Text shown →
---*---
Races for two U.S. House seats top the ballot today in Hawaii.
Democratic State Sen. Kai Kahele and Republican Joe Akana are vying to succeed U.S. Rep. Tulsi Gabbard, who did not run for re-election and instead chose to focus her energy on an ultimately unsuccessful campaign for president.
If elected, Kahele and Akana would each be the second Native Hawaiian to serve in Congress since statehood. The seat they seek represents suburban Honolulu and islands other than Oahu.
Kahele is an advocate of “Medicare for All” and supports the idea of a Green New Deal to address climate change and help Hawaii meet its clean energy goals.
Kahele has served in the state Senate since 2016, when he was first appointed to fill the remainder of his father’s term after he died. He was elected for the first time later that year.
Akana is a former U.S. Air Force intelligence analyst and businessman. He has a master’s in business administration from Hawaii Pacific University and a master’s in strategic intelligence from National Intelligence University.
In the race to represent urban Honolulu, incumbent U.S. Rep. Ed Case faces Republican Ron Curtis.
Case, a Democrat, was first elected to the seat two years ago. He represented Hawaii’s other congressional district from 2002 to 2007 and served in the state House from 1994 to 2002.
He has been an attorney for Outrigger Hotels and Resorts and worked at multiple law firms.
Curtis is a retired engineer. He ran unsuccessfully for U.S. Senate against U.S. Sen. Mazie Hirono in 2018.
---*---
Data extracts →
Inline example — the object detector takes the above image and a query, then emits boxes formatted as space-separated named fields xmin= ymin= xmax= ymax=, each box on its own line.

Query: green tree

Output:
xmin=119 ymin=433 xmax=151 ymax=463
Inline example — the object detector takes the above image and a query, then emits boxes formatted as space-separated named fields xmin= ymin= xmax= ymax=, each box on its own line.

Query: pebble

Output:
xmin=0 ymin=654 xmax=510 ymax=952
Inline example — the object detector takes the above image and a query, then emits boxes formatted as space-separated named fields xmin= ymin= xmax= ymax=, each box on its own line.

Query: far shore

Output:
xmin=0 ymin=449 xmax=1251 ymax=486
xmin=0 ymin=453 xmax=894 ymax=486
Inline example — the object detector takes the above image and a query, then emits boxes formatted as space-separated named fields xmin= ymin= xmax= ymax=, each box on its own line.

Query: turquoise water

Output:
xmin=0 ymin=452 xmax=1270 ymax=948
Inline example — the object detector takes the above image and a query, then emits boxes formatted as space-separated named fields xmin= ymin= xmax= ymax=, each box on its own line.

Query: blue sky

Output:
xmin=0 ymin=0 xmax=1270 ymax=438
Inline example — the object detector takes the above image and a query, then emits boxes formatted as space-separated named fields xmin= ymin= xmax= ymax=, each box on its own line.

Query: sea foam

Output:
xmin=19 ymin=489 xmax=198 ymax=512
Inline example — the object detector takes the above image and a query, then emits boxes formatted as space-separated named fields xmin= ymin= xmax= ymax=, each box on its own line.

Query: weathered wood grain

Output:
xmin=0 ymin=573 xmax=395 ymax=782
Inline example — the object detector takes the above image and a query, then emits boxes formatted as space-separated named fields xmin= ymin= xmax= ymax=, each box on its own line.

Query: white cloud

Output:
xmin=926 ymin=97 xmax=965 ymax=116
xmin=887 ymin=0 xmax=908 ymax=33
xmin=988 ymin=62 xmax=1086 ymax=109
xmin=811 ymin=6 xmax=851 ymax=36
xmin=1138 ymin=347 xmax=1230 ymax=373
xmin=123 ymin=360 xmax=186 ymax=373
---*---
Continue the article on Hawaii's two U.S. House races from where it stops.

Answer for this exercise →
In the presidential race, Democrat Joe Biden was expected to win Hawaii over incumbent President Donald Trump in the heavily blue state. Biden served eight years as vice president for Hawaii-born President Barack Obama.
Today’s ballot marked Hawaii’s first all-mail general election.
A record 407,190 voters cast ballots during the August primary, the first time the state used all-mail voting. They accounted for 51.2% of registered voters, the highest percentage to vote in a Hawaii primary election since 1996.
In the 2016 primary, 252,725 voters — or 34.8% of registered voters — cast ballots.
Hawaii voters also had the option of casting their ballots in person at a select few voter service centers in the weeks leading up to the election. Only about 5,000 people voted this way during the primary.
Democratic Gov. David Ige signed legislation switching the state to a vote-by-mail system last year before the coronavirus pandemic struck. Hawaii was the fifth state to adopt all-mail voting after Colorado, Oregon, Utah and Washington.